BRIEF A: In the interview excerpt, which two self-portrait photographers does Ashley name as the first ones she was drawn to?
BRIEF B: Return the portion of the interview excerpt starting with "Ashley: The first photographers" and going on through "working on now?", copied word for word.

PASSAGE FOR REVIEW:
:::::

Ashley: I didn’t realize the importance of place in my work until recently. It’s definitely a challenge for me to make work I like in NYC because things are so condensed here. I prefer open spaces and nature. However, place seems to be most important based on who I’m shooting with. When I was dating my ex, I was able to make a lot of work in my apartment, at his house, and at the various places we explored on Long Island. But while shooting with my family, I have to shoot at their home or in places surrounding our town. If they came to visit me in Brooklyn I don’t think I would even try to shoot with them here because it would feel inauthentic. The places I shoot are based on the significance of what they mean to myself and my subject. I also just love the aesthetic of suburbia in the work made with my family. It’s fun to create weird, visceral images in a place that is so normal and repetitive. 

Lis: You also utilise self portraiture significantly. What interests you in this medium?

Ashley: The first photographers I was really drawn to were self-portrait photographers; Robert Mapplethorpe and Francesca Woodman. Humans are very complex beings and I admired these people for using art to try to get to know every piece of themselves. I also found that I became so interested in the artist’s life and this created even more appreciation for the work. I actually cried when I went to see Robert Mapplethorpe’s show at the Guggenheim. When I die, I hope for two things: to be surrounded by people I love and to completely know myself. Naturally, this is why I’m drawn to self-portraiture and posing with my loved ones. 

Lis: What are you working on now?

:::::

STORED DATA:

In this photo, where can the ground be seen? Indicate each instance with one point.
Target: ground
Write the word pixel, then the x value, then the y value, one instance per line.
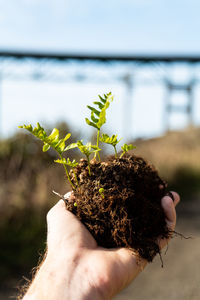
pixel 180 277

:::::

RESPONSE BOX A: Robert Mapplethorpe and Francesca Woodman.

RESPONSE BOX B:
Ashley: The first photographers I was really drawn to were self-portrait photographers; Robert Mapplethorpe and Francesca Woodman. Humans are very complex beings and I admired these people for using art to try to get to know every piece of themselves. I also found that I became so interested in the artist’s life and this created even more appreciation for the work. I actually cried when I went to see Robert Mapplethorpe’s show at the Guggenheim. When I die, I hope for two things: to be surrounded by people I love and to completely know myself. Naturally, this is why I’m drawn to self-portraiture and posing with my loved ones. 

Lis: What are you working on now?